- _DIRECTIONS_: Copy out the records below with "outlines" switched to "shapes" wherever it appears, and change nothing else.
* * * *
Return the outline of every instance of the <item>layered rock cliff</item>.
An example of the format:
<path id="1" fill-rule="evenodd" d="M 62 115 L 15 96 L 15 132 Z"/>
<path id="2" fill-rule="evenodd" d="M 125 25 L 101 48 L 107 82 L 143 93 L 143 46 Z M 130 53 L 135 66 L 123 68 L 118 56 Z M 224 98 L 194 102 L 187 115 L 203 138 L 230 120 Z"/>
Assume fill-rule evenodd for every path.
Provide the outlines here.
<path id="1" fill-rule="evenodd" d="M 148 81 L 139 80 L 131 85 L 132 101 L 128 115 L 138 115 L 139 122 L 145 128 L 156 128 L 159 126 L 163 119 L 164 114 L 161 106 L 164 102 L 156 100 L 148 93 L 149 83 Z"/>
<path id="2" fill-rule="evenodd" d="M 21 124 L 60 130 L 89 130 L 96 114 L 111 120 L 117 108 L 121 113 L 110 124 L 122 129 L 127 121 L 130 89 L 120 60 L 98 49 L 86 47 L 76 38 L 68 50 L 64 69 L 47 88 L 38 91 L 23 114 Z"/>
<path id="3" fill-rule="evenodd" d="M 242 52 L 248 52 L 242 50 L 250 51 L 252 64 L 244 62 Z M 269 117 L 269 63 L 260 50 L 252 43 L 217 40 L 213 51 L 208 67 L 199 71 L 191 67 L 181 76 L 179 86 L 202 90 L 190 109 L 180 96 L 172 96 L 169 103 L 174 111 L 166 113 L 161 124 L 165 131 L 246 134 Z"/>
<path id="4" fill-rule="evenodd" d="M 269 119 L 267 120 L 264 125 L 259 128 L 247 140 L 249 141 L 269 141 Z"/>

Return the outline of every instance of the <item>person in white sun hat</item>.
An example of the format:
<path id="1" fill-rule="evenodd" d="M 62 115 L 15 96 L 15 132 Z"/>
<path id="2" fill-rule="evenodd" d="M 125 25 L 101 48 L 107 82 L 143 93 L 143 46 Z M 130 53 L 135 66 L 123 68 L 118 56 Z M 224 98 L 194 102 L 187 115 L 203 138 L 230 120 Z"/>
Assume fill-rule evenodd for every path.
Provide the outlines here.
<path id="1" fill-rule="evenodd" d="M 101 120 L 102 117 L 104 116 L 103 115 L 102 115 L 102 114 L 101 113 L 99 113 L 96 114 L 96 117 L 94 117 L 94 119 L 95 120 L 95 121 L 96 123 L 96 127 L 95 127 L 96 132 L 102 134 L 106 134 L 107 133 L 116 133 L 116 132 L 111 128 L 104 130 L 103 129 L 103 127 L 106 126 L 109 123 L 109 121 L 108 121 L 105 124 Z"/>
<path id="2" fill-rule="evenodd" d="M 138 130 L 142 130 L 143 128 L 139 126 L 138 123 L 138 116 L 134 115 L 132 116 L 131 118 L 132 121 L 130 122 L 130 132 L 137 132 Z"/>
* * * *
- _CORRECT ANSWER_:
Return the outline of every instance of the <item>layered rock cliff</item>.
An example of the format:
<path id="1" fill-rule="evenodd" d="M 62 115 L 15 96 L 15 132 Z"/>
<path id="2" fill-rule="evenodd" d="M 125 25 L 101 48 L 107 82 L 143 93 L 143 46 Z M 130 53 L 135 66 L 123 68 L 118 56 Z M 224 98 L 194 102 L 187 115 L 203 138 L 230 120 Z"/>
Assume fill-rule evenodd for every path.
Provide the shapes here.
<path id="1" fill-rule="evenodd" d="M 148 81 L 139 80 L 131 85 L 132 101 L 128 115 L 138 115 L 139 122 L 145 128 L 156 128 L 159 126 L 163 119 L 164 114 L 161 106 L 164 102 L 156 100 L 148 93 L 149 83 Z"/>
<path id="2" fill-rule="evenodd" d="M 21 124 L 60 130 L 89 130 L 96 114 L 111 120 L 117 108 L 121 113 L 110 124 L 122 129 L 127 121 L 130 89 L 120 60 L 98 49 L 86 47 L 76 38 L 68 50 L 64 69 L 47 88 L 38 91 L 23 114 Z"/>
<path id="3" fill-rule="evenodd" d="M 242 52 L 248 52 L 242 50 L 250 51 L 252 64 L 244 62 Z M 269 117 L 269 63 L 260 50 L 252 43 L 217 40 L 213 51 L 208 67 L 199 71 L 191 67 L 181 76 L 179 86 L 202 90 L 190 109 L 180 96 L 172 96 L 169 103 L 174 111 L 166 113 L 161 124 L 165 131 L 246 134 Z"/>
<path id="4" fill-rule="evenodd" d="M 269 119 L 267 120 L 264 125 L 259 128 L 247 140 L 249 141 L 269 141 Z"/>

Return the outline of every instance of the <item>person in white sun hat</item>.
An example of the format:
<path id="1" fill-rule="evenodd" d="M 62 115 L 15 96 L 15 132 Z"/>
<path id="2" fill-rule="evenodd" d="M 125 25 L 101 48 L 107 82 L 143 93 L 143 46 Z M 130 53 L 135 66 L 123 68 L 118 56 Z M 224 98 L 194 102 L 187 115 L 203 138 L 230 120 Z"/>
Assume fill-rule evenodd for every path.
Provide the shapes here.
<path id="1" fill-rule="evenodd" d="M 101 120 L 102 117 L 104 116 L 103 115 L 102 115 L 102 114 L 101 113 L 99 113 L 96 114 L 96 117 L 94 117 L 94 119 L 95 120 L 95 121 L 96 123 L 96 127 L 95 127 L 96 132 L 102 134 L 106 134 L 107 133 L 116 133 L 116 132 L 111 128 L 104 130 L 103 129 L 103 127 L 106 126 L 109 123 L 109 121 L 108 121 L 105 124 Z"/>
<path id="2" fill-rule="evenodd" d="M 138 130 L 142 130 L 143 128 L 139 126 L 138 123 L 138 116 L 134 115 L 132 116 L 131 118 L 132 121 L 130 122 L 130 132 L 137 132 Z"/>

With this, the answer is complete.